╭─ Verilen Metin
İçinden Tiyatro Geçen Mektuplar’daki (E Yayınları) mektuplaşmalar insana, sanata, hayata incelikle, zarafetle, bilgelikle, bakan iki dostun kaleminden çıkan metinlerden oluşuyor. Zehra İpşiroğlu ve Eylem Ejder’in tiyatroyu odağa alarak başladıkları eleştiri pratiği, iki yılı kapsayan bir zaman içinde tüm yaşamı kavramaya yöneliyor. Zamana ve mekâna dair en çok da taşlaşmış yargılar, ayrıştırıcı duvarlar, dışlayıcı politikalarla insan eliyle üretilmiş tüm sınırları aşarak birlikte düşünmenin birlikte üretmenin estetiğini ortaya koyuyor.
DÜŞÜNSEL BİR ALIŞVERİŞ
– İçinden Tiyatro Geçen Mektuplar, iki yılı aşkın bir süreye yayılan, farklı zamanlara açılan, farklı mekânları kuşatan, farklı görüşleri sınayan, özverili ve derinlikli bir diyaloğun yansıması olarak çok değerli bir proje. Sizin için bu fikir nasıl ortaya çıktı ve gelişti?
╰─
╭─ Verilen Kayıtlar
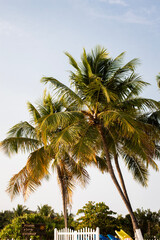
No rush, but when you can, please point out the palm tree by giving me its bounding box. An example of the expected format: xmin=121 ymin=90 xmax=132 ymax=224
xmin=13 ymin=204 xmax=29 ymax=217
xmin=1 ymin=93 xmax=88 ymax=228
xmin=40 ymin=46 xmax=159 ymax=238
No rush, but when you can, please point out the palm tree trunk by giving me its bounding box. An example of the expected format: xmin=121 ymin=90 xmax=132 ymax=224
xmin=62 ymin=186 xmax=68 ymax=229
xmin=57 ymin=165 xmax=68 ymax=228
xmin=98 ymin=125 xmax=142 ymax=239
xmin=114 ymin=154 xmax=142 ymax=238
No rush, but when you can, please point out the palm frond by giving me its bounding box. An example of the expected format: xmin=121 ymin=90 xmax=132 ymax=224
xmin=6 ymin=166 xmax=41 ymax=199
xmin=0 ymin=137 xmax=41 ymax=156
xmin=7 ymin=121 xmax=37 ymax=138
xmin=41 ymin=77 xmax=83 ymax=104
xmin=27 ymin=102 xmax=41 ymax=122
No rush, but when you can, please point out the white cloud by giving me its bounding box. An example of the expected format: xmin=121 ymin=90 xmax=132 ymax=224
xmin=99 ymin=0 xmax=128 ymax=6
xmin=90 ymin=9 xmax=153 ymax=25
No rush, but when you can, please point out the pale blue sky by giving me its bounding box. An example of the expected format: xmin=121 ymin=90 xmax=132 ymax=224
xmin=0 ymin=0 xmax=160 ymax=217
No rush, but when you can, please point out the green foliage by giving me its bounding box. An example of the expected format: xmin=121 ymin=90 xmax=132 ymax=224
xmin=77 ymin=201 xmax=119 ymax=236
xmin=0 ymin=214 xmax=55 ymax=240
xmin=135 ymin=208 xmax=160 ymax=238
xmin=0 ymin=210 xmax=14 ymax=230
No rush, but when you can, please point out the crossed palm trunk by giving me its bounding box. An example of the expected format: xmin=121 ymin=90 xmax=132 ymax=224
xmin=42 ymin=46 xmax=160 ymax=240
xmin=99 ymin=126 xmax=139 ymax=235
xmin=0 ymin=92 xmax=89 ymax=228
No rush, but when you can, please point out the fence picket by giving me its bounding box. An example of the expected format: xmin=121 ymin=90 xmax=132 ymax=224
xmin=54 ymin=227 xmax=99 ymax=240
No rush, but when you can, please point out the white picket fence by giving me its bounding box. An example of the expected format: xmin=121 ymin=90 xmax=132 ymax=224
xmin=54 ymin=227 xmax=99 ymax=240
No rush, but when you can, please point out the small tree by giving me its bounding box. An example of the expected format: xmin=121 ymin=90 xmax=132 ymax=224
xmin=77 ymin=201 xmax=119 ymax=236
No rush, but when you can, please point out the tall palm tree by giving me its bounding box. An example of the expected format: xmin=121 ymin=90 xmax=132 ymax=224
xmin=13 ymin=204 xmax=29 ymax=217
xmin=1 ymin=94 xmax=88 ymax=228
xmin=40 ymin=46 xmax=159 ymax=238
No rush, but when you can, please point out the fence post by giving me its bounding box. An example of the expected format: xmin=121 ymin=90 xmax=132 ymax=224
xmin=54 ymin=228 xmax=58 ymax=240
xmin=74 ymin=231 xmax=77 ymax=240
xmin=96 ymin=227 xmax=99 ymax=240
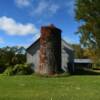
╰─
= Görev A =
İçinden Tiyatro Geçen Mektuplar kitabını tanıtan metinde "İçinden Tiyatro Geçen Mektuplar’daki" sözcüklerinden başlayıp "estetiğini ortaya koyuyor." sözcüklerine kadar uzanan bölümü hiçbir değişiklik yapmadan kopyalayınız.
= Görev B =
Zehra İpşiroğlu ile Eylem Ejder'in mektuplaşmalarını konu alan metni, son cümlesinden sonra gelecek biçimde sürdürünüz.

= Yanıt Bölümü A =
İçinden Tiyatro Geçen Mektuplar’daki (E Yayınları) mektuplaşmalar insana, sanata, hayata incelikle, zarafetle, bilgelikle, bakan iki dostun kaleminden çıkan metinlerden oluşuyor. Zehra İpşiroğlu ve Eylem Ejder’in tiyatroyu odağa alarak başladıkları eleştiri pratiği, iki yılı kapsayan bir zaman içinde tüm yaşamı kavramaya yöneliyor. Zamana ve mekâna dair en çok da taşlaşmış yargılar, ayrıştırıcı duvarlar, dışlayıcı politikalarla insan eliyle üretilmiş tüm sınırları aşarak birlikte düşünmenin birlikte üretmenin estetiğini ortaya koyuyor.

= Yanıt Bölümü B =
ZEHRA İPŞİROĞLU: Yıllardır tiyatrocu arkadaşlarımla ve öğrencilerimle hiç bitmeyen bir düşünsel alışveriş içindeyim. İzlediğimiz oyunlar ya da kendi yaptığımız çalışmalar üzerine hep konuşuruz, tartışırız. Eylem, tartışmalarımızı belgeleme fikrini ortaya attığında hoşuma gitti. Ama şöyle de bir kaygım vardı, bol görsel malzemenin paylaşıldığı Instagram döneminde mektup ya da daha doğrusu e postaya insanlar ilgi gösterebilecekler miydi?
EYLEM EJDER: TEB Oyun Dergisi için bazı denemeler yapıyordum. Bunlar tiyatro üzerine yazmanın deneysel, sanatsal ve kolektif yollarını geliştirmekle ilgiliydi. Mektuplaşmanın iki kişi arasındaki karşılıklı hâli, düşünceler kadar duyguları da harekete geçiren samimi, dolaysız bir form olması hoşuma gidiyordu. Mektuplaşarak tiyatrodan konuşmak tiyatro üzerine düşünme pratiğimizi nasıl dönüştürür diye merak etmiştim. Farklı şehirlerde yaşayan, farklı kuşak ve ailelerden gelen yazarlar olmamız nedeniyle Zehra İpşiroğlu’na mektuplaşmayı önerdim.
Zehra Hoca’nın, bu denemenin okuru olacak mı, mektuplaşma genç kuşağın ilgisini çekecek kadar etkili bir ifade alanı mı diye endişeleri olsa da mektuplaşmaya başladık. Ve daha ilk mektuptan hiç de sandığımız gibi olmadığını gördük.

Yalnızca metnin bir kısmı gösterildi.